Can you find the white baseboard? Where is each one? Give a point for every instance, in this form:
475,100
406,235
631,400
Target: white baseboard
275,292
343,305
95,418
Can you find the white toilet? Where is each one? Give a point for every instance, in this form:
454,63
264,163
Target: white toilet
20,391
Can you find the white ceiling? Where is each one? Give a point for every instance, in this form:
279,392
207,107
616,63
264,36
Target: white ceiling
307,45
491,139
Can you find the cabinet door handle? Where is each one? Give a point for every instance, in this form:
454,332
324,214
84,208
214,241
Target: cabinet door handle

==

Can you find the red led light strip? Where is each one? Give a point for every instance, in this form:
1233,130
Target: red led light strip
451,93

--

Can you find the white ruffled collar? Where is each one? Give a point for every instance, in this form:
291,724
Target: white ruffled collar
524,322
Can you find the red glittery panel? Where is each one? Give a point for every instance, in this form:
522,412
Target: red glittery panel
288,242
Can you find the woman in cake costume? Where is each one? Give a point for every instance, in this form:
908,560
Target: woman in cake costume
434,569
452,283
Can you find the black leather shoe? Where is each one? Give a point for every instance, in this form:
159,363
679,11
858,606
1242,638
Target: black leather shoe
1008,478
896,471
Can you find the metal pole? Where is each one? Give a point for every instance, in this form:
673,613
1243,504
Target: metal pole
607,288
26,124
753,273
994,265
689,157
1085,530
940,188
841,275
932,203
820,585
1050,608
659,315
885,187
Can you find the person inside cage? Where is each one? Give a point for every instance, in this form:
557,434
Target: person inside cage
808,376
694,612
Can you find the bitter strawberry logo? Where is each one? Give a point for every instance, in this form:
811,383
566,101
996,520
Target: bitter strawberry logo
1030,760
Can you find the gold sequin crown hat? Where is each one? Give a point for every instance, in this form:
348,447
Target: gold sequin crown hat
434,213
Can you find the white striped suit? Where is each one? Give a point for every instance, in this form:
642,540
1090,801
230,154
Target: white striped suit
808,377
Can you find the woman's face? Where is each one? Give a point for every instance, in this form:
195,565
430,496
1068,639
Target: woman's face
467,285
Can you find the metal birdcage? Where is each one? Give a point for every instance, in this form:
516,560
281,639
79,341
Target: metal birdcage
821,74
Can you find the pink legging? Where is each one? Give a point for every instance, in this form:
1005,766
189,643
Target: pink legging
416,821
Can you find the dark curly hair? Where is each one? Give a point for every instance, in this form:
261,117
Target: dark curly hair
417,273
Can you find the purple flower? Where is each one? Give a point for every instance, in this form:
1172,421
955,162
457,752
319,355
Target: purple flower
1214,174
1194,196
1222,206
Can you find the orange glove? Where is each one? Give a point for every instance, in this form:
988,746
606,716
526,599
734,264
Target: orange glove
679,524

Task to complete: Can you reproduce the data verbatim, from the line holding "Can you find the white baseboard?" through the line holding "Target: cabinet door handle", with both of those lines included?

Answer to this problem:
Can you find the white baseboard? Where is each one? Give a point for every instance, in this form:
475,100
406,235
631,400
Target: white baseboard
275,292
343,305
95,418
Can you find the white toilet? Where is each one? Give a point for every instance, in this form:
454,63
264,163
Target: white toilet
20,391
Can you find the white ceiling? Where is each one? Give a point for every instance, in this form:
279,392
207,107
616,63
264,36
Target: white ceiling
307,45
491,139
Can you find the cabinet door handle? Where is each one? Give a point for every instance, in this form:
454,332
324,214
84,208
214,241
Target: cabinet door handle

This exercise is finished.